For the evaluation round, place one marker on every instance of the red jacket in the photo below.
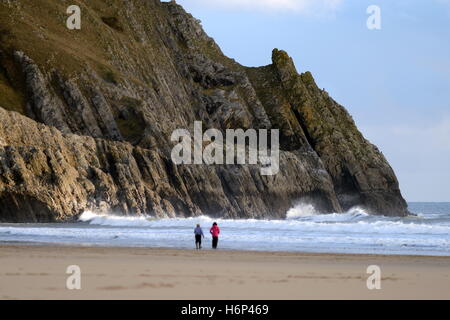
(215, 231)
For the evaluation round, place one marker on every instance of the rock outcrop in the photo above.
(86, 118)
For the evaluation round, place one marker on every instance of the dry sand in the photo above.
(29, 272)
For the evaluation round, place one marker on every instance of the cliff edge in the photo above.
(86, 118)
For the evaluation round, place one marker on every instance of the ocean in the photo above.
(304, 230)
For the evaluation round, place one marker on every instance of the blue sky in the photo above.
(395, 81)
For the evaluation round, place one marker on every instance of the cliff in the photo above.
(86, 118)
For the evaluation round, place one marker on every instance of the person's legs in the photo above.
(215, 242)
(198, 241)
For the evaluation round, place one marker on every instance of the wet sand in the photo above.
(32, 272)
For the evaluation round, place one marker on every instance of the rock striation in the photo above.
(86, 118)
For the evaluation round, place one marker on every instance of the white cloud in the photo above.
(298, 6)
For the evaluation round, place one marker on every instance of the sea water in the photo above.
(304, 230)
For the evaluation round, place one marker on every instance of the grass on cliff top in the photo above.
(38, 28)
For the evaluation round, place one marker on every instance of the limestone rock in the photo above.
(86, 118)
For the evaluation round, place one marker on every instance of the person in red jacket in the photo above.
(215, 231)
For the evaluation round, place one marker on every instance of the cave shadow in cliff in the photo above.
(16, 207)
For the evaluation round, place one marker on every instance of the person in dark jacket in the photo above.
(198, 237)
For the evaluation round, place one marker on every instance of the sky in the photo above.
(394, 81)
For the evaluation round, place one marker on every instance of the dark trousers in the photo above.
(198, 241)
(215, 242)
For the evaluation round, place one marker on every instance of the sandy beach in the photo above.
(32, 272)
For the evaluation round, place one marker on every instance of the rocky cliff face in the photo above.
(86, 118)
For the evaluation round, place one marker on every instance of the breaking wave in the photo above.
(304, 230)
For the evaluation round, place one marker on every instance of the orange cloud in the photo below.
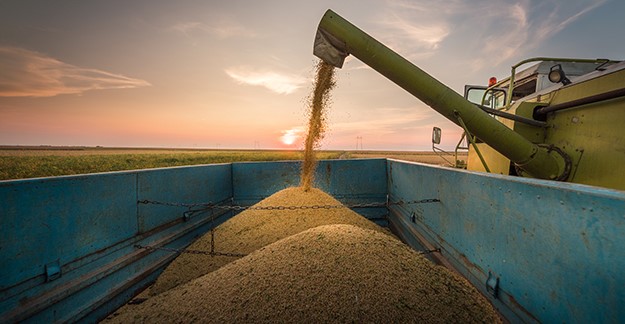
(277, 82)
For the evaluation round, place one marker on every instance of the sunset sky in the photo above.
(237, 74)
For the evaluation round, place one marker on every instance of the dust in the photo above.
(318, 102)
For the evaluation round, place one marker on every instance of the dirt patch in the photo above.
(332, 273)
(253, 229)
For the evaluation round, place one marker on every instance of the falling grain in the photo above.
(324, 83)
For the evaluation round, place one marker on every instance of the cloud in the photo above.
(495, 30)
(27, 73)
(395, 121)
(277, 82)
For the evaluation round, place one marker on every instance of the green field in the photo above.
(32, 163)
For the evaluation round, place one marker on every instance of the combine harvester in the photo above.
(536, 223)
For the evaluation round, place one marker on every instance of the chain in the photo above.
(210, 205)
(211, 253)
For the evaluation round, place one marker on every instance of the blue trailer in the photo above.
(540, 250)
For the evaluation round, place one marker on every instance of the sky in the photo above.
(237, 74)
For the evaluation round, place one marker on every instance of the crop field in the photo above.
(33, 162)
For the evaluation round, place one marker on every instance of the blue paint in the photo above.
(555, 248)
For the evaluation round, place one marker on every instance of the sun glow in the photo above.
(290, 136)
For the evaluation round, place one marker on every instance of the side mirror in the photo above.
(436, 135)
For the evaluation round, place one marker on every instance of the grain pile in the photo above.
(253, 229)
(332, 273)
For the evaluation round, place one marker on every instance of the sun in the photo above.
(289, 136)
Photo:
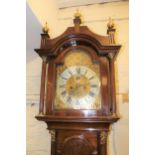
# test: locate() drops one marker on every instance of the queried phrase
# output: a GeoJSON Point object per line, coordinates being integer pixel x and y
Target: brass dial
{"type": "Point", "coordinates": [78, 83]}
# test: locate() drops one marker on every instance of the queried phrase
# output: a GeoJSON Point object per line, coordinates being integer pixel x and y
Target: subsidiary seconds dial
{"type": "Point", "coordinates": [78, 87]}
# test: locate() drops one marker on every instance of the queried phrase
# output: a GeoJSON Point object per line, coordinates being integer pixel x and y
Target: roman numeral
{"type": "Point", "coordinates": [94, 86]}
{"type": "Point", "coordinates": [69, 99]}
{"type": "Point", "coordinates": [77, 102]}
{"type": "Point", "coordinates": [64, 78]}
{"type": "Point", "coordinates": [78, 70]}
{"type": "Point", "coordinates": [85, 72]}
{"type": "Point", "coordinates": [91, 77]}
{"type": "Point", "coordinates": [91, 94]}
{"type": "Point", "coordinates": [62, 86]}
{"type": "Point", "coordinates": [70, 72]}
{"type": "Point", "coordinates": [63, 93]}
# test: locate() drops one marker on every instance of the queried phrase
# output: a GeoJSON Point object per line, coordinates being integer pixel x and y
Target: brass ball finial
{"type": "Point", "coordinates": [45, 29]}
{"type": "Point", "coordinates": [110, 24]}
{"type": "Point", "coordinates": [77, 14]}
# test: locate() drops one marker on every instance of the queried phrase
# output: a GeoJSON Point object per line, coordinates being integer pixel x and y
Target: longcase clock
{"type": "Point", "coordinates": [77, 98]}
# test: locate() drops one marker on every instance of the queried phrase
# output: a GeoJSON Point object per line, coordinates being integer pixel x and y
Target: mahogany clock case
{"type": "Point", "coordinates": [76, 130]}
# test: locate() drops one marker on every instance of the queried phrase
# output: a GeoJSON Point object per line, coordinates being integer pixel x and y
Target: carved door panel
{"type": "Point", "coordinates": [76, 143]}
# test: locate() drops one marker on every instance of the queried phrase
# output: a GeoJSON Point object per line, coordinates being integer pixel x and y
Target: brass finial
{"type": "Point", "coordinates": [110, 24]}
{"type": "Point", "coordinates": [45, 29]}
{"type": "Point", "coordinates": [77, 14]}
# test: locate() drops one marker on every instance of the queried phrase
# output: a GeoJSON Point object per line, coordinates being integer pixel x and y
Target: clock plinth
{"type": "Point", "coordinates": [77, 99]}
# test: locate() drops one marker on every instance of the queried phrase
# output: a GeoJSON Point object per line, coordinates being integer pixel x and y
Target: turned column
{"type": "Point", "coordinates": [103, 142]}
{"type": "Point", "coordinates": [52, 132]}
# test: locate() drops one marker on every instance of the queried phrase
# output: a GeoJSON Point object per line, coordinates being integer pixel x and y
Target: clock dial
{"type": "Point", "coordinates": [78, 87]}
{"type": "Point", "coordinates": [77, 82]}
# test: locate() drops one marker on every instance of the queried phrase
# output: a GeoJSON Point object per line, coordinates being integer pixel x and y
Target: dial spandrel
{"type": "Point", "coordinates": [78, 85]}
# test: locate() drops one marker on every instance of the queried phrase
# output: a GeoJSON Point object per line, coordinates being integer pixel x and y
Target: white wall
{"type": "Point", "coordinates": [94, 16]}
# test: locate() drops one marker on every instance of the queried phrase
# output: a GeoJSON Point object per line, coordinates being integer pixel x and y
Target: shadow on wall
{"type": "Point", "coordinates": [33, 30]}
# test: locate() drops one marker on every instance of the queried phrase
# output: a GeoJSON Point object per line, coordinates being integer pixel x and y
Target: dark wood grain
{"type": "Point", "coordinates": [78, 132]}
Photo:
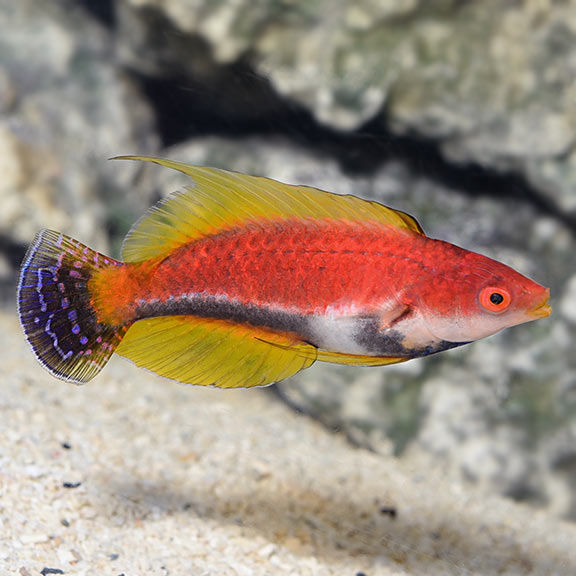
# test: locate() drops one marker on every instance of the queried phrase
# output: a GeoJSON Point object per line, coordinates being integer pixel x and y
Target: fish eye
{"type": "Point", "coordinates": [494, 299]}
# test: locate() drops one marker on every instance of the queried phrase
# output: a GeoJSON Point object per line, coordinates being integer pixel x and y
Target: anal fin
{"type": "Point", "coordinates": [210, 352]}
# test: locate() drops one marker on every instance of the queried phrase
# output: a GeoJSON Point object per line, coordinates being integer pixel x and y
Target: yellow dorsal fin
{"type": "Point", "coordinates": [221, 200]}
{"type": "Point", "coordinates": [211, 352]}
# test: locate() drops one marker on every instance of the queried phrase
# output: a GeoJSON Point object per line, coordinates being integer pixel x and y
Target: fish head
{"type": "Point", "coordinates": [479, 297]}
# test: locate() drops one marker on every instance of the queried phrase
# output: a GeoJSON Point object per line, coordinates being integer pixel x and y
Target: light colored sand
{"type": "Point", "coordinates": [187, 481]}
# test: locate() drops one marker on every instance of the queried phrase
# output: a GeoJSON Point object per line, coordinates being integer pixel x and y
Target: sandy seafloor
{"type": "Point", "coordinates": [134, 475]}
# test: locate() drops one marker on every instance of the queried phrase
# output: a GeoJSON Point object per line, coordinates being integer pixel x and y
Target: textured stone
{"type": "Point", "coordinates": [64, 108]}
{"type": "Point", "coordinates": [497, 412]}
{"type": "Point", "coordinates": [494, 84]}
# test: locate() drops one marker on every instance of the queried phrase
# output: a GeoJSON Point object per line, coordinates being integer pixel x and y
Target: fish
{"type": "Point", "coordinates": [242, 281]}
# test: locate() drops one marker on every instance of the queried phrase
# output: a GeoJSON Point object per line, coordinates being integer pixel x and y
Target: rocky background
{"type": "Point", "coordinates": [460, 113]}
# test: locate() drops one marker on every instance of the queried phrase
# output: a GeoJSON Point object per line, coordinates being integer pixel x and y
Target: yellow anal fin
{"type": "Point", "coordinates": [339, 357]}
{"type": "Point", "coordinates": [209, 352]}
{"type": "Point", "coordinates": [222, 200]}
{"type": "Point", "coordinates": [357, 360]}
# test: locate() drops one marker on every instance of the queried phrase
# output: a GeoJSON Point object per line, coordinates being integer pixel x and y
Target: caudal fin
{"type": "Point", "coordinates": [56, 311]}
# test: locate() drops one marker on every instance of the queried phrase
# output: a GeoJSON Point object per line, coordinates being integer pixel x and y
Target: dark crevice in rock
{"type": "Point", "coordinates": [239, 103]}
{"type": "Point", "coordinates": [102, 10]}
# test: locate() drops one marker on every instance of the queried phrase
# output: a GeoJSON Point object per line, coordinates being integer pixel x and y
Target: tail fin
{"type": "Point", "coordinates": [55, 308]}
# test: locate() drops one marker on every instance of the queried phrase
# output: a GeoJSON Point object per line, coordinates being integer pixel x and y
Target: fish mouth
{"type": "Point", "coordinates": [542, 309]}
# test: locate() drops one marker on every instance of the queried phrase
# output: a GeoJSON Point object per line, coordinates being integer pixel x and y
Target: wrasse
{"type": "Point", "coordinates": [243, 281]}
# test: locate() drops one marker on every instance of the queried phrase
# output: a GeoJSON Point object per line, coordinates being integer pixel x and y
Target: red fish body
{"type": "Point", "coordinates": [242, 281]}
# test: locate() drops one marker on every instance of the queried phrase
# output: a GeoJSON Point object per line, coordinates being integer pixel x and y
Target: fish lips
{"type": "Point", "coordinates": [543, 308]}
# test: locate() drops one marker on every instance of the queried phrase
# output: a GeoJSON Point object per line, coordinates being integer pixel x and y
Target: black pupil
{"type": "Point", "coordinates": [496, 298]}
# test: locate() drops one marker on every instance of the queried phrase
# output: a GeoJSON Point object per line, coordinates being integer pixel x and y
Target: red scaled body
{"type": "Point", "coordinates": [242, 281]}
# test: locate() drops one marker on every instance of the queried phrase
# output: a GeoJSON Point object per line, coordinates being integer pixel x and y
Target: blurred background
{"type": "Point", "coordinates": [460, 113]}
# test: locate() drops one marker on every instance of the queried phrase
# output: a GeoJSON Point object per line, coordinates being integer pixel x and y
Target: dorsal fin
{"type": "Point", "coordinates": [221, 200]}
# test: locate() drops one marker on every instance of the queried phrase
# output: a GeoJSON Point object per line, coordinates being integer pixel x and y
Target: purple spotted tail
{"type": "Point", "coordinates": [56, 311]}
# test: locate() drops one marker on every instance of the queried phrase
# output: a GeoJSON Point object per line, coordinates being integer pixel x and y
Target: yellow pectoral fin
{"type": "Point", "coordinates": [210, 352]}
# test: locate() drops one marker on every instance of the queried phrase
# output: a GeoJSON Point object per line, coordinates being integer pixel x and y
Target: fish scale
{"type": "Point", "coordinates": [244, 281]}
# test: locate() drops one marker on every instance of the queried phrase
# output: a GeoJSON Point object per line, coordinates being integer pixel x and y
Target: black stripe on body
{"type": "Point", "coordinates": [366, 333]}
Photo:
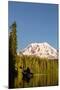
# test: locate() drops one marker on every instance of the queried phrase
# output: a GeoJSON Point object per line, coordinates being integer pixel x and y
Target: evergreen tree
{"type": "Point", "coordinates": [12, 54]}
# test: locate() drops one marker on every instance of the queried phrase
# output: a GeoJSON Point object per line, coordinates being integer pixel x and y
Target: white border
{"type": "Point", "coordinates": [4, 43]}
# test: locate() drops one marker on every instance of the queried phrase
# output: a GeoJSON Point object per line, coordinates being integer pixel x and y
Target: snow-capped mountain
{"type": "Point", "coordinates": [43, 50]}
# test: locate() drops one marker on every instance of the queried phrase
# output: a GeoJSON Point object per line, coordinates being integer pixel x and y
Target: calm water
{"type": "Point", "coordinates": [36, 81]}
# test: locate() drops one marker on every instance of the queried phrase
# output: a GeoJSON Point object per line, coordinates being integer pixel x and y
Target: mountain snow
{"type": "Point", "coordinates": [43, 50]}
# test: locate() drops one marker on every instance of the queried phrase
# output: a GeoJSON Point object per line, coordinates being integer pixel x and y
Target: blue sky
{"type": "Point", "coordinates": [35, 22]}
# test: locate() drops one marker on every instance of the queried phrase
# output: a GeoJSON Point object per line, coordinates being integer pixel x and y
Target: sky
{"type": "Point", "coordinates": [35, 23]}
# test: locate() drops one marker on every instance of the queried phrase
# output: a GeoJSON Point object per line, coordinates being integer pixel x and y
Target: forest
{"type": "Point", "coordinates": [45, 71]}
☆ ☆ ☆
▶ **Exercise instructions**:
Report how many lines in the entries contain the word "jacket". Give only the number.

▶ **Exercise solution**:
3